>> start Supplied information
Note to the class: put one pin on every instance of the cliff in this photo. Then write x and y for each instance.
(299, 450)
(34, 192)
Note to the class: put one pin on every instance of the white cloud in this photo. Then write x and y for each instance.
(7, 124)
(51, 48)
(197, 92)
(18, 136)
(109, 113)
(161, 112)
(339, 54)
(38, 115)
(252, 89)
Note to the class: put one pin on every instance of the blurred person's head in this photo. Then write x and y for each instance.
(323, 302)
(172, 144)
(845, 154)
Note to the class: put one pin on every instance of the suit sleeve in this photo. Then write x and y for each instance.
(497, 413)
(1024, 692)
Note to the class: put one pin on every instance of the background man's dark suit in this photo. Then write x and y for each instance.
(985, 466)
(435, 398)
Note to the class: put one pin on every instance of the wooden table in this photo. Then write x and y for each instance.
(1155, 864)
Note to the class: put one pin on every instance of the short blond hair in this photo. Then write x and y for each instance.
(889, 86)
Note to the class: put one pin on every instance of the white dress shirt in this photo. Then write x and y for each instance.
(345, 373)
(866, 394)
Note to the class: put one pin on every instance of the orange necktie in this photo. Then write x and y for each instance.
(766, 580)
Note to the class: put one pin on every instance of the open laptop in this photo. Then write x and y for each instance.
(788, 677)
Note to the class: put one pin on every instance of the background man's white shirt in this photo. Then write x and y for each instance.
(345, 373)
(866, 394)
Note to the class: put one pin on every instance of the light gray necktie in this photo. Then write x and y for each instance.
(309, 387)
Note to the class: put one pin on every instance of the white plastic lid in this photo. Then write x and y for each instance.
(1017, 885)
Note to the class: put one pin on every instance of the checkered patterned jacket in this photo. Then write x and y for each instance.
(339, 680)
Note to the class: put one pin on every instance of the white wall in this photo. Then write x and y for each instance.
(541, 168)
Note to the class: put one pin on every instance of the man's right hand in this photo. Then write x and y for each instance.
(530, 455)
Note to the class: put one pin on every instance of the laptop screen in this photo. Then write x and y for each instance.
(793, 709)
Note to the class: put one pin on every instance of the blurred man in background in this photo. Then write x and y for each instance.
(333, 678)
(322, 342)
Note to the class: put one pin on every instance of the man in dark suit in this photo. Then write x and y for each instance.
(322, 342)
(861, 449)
>> end Supplied information
Written instruction: Rewrite the entries above, changing every "pin" to "marker" and leaving all other text unchanged.

Task answer:
Note to the class: put one marker on every instance of the cliff in this photo. Then write x and y for each instance.
(299, 450)
(34, 192)
Note to the class: put one marker on every instance of the white cloud in this photo. Then write x and y for each instance.
(7, 124)
(51, 48)
(197, 92)
(18, 136)
(109, 113)
(161, 112)
(339, 54)
(38, 115)
(252, 89)
Note to the class: put one marker on every instance of the blurred person's head in this photo. Then write x and y for each instance.
(323, 302)
(172, 144)
(845, 154)
Note to the class: put one marker on every instance of the suit sleeve in this photo. Then write x and y for each instance.
(497, 413)
(1024, 692)
Note to the class: put one marker on every instance of the background man's dark suit in this photo. Then write x and y for each instance.
(985, 466)
(435, 398)
Note to the class: put one marker on every instance of the wooden table in this photo. Then write x and y for each instance.
(1155, 864)
Note to the class: put one marker on every instance of the short blond hair in this photo. Then write x and y for each instance.
(889, 86)
Note to the class: put one marker on every instance of the white dress shirt in this photo. Then write x and y for each instance.
(345, 373)
(866, 394)
Note to the class: put one marker on every instance of the orange necktie in this photo. Then write x and y for each instance.
(766, 580)
Note to the class: put one marker on every instance of the open laptop in this photo. Then write x and y for each instance.
(788, 677)
Note to the class: put one marker on every instance of the background man's white shirt in this photo. Then write x and y for each instance.
(345, 373)
(866, 394)
Note to the class: put one marker on every instance of the light gray necktie in this photo. Then write x and y for each instance.
(309, 387)
Note to the class: put one marker on every instance of the white plastic lid in this photo. Then write x and y for each instance.
(1017, 885)
Note to the class: put one marker on every instance of the checkered patterned jacket in this photo. Then write x and y for each instance.
(339, 680)
Note to the class: put one marker on every instance of the white wall in this photo. Then write x and y for each instance.
(541, 168)
Note to the class: put one marker on every instance of the man's right hand in this photo. Then write x and y for each instance.
(530, 455)
Note to the class: put one marker on every instance of the laptop screen in this photo. Then write x and y for each instance.
(793, 709)
Note to the class: put one marker on every instance of the blurred man in background in this photo. Then write x and y for each instance.
(333, 678)
(322, 342)
Note to the class: put one marker on every instance of the man in dark suit in this photo. Then write x and y for each instance.
(322, 342)
(861, 449)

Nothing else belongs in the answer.